- **Task objective**
Revise all of the records below, replacing "Provide" with "Give" and keeping every other part unchanged.
========
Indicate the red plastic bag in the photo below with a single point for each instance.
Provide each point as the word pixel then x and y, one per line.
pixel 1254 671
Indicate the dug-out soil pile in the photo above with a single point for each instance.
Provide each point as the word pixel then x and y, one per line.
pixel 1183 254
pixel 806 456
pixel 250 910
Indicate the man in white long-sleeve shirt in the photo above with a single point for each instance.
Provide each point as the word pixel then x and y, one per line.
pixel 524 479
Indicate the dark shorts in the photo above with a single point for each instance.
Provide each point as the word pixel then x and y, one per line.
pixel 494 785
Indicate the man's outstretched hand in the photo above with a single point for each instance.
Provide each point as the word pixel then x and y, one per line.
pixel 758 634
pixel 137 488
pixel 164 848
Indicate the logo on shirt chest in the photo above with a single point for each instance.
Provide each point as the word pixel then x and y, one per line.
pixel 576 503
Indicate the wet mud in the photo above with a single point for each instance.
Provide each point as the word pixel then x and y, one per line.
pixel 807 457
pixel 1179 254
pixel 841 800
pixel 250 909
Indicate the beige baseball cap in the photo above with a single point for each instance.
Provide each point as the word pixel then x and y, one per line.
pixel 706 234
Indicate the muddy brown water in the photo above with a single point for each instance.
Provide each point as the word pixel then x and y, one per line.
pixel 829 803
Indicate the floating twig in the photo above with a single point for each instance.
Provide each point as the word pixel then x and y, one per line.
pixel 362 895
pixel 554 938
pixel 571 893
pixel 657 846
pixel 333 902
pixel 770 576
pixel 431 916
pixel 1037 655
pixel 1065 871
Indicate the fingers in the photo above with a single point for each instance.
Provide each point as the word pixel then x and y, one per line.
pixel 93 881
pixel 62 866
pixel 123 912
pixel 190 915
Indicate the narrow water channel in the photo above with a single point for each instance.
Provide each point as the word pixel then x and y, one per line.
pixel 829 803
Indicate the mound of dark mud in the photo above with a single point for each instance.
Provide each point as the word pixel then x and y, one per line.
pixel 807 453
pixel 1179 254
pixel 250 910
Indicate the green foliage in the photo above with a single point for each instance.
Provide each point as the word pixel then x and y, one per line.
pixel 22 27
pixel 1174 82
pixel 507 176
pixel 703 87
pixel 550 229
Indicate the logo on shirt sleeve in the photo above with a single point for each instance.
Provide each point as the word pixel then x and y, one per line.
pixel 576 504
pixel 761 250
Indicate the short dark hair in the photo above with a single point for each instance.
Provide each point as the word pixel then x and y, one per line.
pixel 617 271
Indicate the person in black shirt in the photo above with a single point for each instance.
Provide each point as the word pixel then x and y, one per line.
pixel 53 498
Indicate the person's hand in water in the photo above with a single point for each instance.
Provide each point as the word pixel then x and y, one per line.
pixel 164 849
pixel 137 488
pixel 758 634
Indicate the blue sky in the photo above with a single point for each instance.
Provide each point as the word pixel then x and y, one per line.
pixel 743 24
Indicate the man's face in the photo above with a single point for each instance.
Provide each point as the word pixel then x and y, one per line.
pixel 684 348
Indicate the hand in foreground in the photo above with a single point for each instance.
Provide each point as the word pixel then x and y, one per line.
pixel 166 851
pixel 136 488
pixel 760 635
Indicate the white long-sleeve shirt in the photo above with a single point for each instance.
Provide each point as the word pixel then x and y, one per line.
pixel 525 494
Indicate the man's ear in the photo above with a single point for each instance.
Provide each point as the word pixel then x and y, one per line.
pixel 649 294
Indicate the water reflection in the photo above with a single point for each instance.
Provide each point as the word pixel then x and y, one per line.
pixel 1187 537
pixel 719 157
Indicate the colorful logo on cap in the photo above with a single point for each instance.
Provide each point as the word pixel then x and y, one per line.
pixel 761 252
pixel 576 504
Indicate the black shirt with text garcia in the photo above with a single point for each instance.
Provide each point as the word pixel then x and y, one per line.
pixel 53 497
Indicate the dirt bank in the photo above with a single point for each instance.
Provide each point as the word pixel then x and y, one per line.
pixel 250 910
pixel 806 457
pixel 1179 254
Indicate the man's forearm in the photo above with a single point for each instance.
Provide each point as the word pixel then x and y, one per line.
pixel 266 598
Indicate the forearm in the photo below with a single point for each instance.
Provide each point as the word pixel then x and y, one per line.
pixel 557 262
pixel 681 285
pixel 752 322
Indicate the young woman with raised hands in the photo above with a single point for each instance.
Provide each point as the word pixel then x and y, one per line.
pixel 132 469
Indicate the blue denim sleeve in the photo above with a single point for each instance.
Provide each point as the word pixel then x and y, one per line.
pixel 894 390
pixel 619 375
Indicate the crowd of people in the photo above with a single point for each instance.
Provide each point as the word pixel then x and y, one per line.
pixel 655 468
========
- **Solution for this task**
Indicate the red plastic bag in the photo below with a single point for each instance.
Give each point as the word pixel then x and y, one per line.
pixel 1254 671
Indicate the dug-out soil pile in the photo above with a single point for each instance.
Give each point as the word pixel then x and y, one per line.
pixel 1183 254
pixel 806 456
pixel 250 910
Indicate the man in white long-sleeve shirt in the photo above with a single point for each instance.
Give each point as the word pixel then x and y, one per line.
pixel 524 479
Indicate the dark shorts in the photo above with a single point for each instance.
Give each point as the word pixel then x and y, one per line.
pixel 494 785
Indicate the man's outstretched hand in the photo above with a single point for each instance.
Give each point as the word pixel then x and y, one per line.
pixel 758 634
pixel 137 488
pixel 164 848
Indicate the logo on shirt chest in the photo above with a single point for each instance.
Give each point as the word pixel then x and y, one per line.
pixel 576 503
Indicate the wet mud in the photo above with a single point for each instance.
Give each point as the word pixel then x and y, one per line.
pixel 807 457
pixel 1179 254
pixel 841 800
pixel 250 909
Indicate the beige baseball cap in the photo above with a single point for each instance.
Give each point as the word pixel then x and y, one per line.
pixel 706 234
Indicate the muddy brown water in the photo above with a single point for each instance.
Give each point as the word pixel then x and y, one per line.
pixel 829 803
Indicate the floating twig in the photo above with a single point for each instance.
Give each point as the word pixel then x and y, one per line.
pixel 362 895
pixel 554 938
pixel 571 893
pixel 657 846
pixel 333 902
pixel 770 576
pixel 431 916
pixel 1037 655
pixel 1065 871
Indicate the fingers in the photo above with a single point for each instance.
Give each point as the word pixel then x and y, one per line.
pixel 93 881
pixel 62 866
pixel 123 912
pixel 190 915
Indicate the narrow water channel in the photo above with a single point for each instance.
Give each point as the word pixel then x and y, one per line.
pixel 829 803
Indicate the mound of dark mud in the photo above with a single point for each instance.
Give each point as the word pixel then x and y, one per line.
pixel 807 453
pixel 1179 254
pixel 250 910
Indicate the green foliage in the photo above with a single point for each instance.
Give each point as the word pixel then x and y, one per line.
pixel 22 27
pixel 1174 82
pixel 507 176
pixel 703 87
pixel 550 229
Indicate the logo on shirt sleeve in the photo above with a single point for each instance.
Give each point as the word pixel then x and y, one per line.
pixel 576 504
pixel 761 250
Indicate the short dark hair in the photo above with a single point for each instance.
Give each point as the word pixel then x and y, one per line.
pixel 617 271
Indicate the person in black shirt in the photo above with a single point for each instance.
Give each point as the word pixel then x and y, one per line.
pixel 53 498
Indicate the person's hand in water in the photo above with a single point for each instance.
Give each point as the word pixel then x and y, one per line.
pixel 164 849
pixel 137 488
pixel 758 634
Indicate the blue sky in the photo above with a single point for each instance.
Give each point as the word pixel then x and y, one per line.
pixel 743 24
Indicate the man's face in the photo above with a single point for each instance.
Give each point as the word pixel then x and y, one per line.
pixel 684 348
Indicate the hand in foreground in the photo above with a single point for each instance.
Give each point as the word pixel then x and y, one per line.
pixel 166 851
pixel 136 488
pixel 760 635
Indicate the white long-sleeve shirt in the photo above with a single point for each instance.
Give each point as the word pixel then x and y, one per line.
pixel 525 494
Indicate the man's ear in the photo above with a single point for each instance.
Give each point as the word pixel then x and y, one per line.
pixel 649 294
Indicate the water reflection in the photo above with a single point for each instance.
Give each point as the word pixel then x and y, one per line.
pixel 1187 537
pixel 719 157
Indicate the colorful logo on cap in the photo above with a single point for each instance.
Give each point as the word pixel then x and y, one per line.
pixel 761 252
pixel 576 504
Indicate the black shirt with text garcia in the photo above with a single point for each instance.
Give each point as the word pixel then x and y, one per line.
pixel 53 497
Indicate the dirt bank in the photo above with a single point for each instance.
Give each point as the word pixel then x and y, one per line.
pixel 250 910
pixel 806 457
pixel 1179 254
Indicate the man's forearm in the photo above with a single point for each instance.
Give each point as the word pixel then x and y, one per line.
pixel 266 598
Indicate the forearm in the photo below with a single point for each instance.
Give each point as the word pixel then x and y, one per line.
pixel 557 262
pixel 681 285
pixel 752 322
Indicate the young woman with raised hands in the photo above with a single point for each instance.
Give each point as the word pixel then x and y, one per line.
pixel 132 469
Indicate the blue denim sleeve in the photo above with a single point for each instance.
Give each point as the word pixel then x and y, one per line.
pixel 894 390
pixel 619 375
Indicate the crowd of people in the photo above with a single point for each instance.
Give each point as the word pixel then x and y, one per line.
pixel 655 468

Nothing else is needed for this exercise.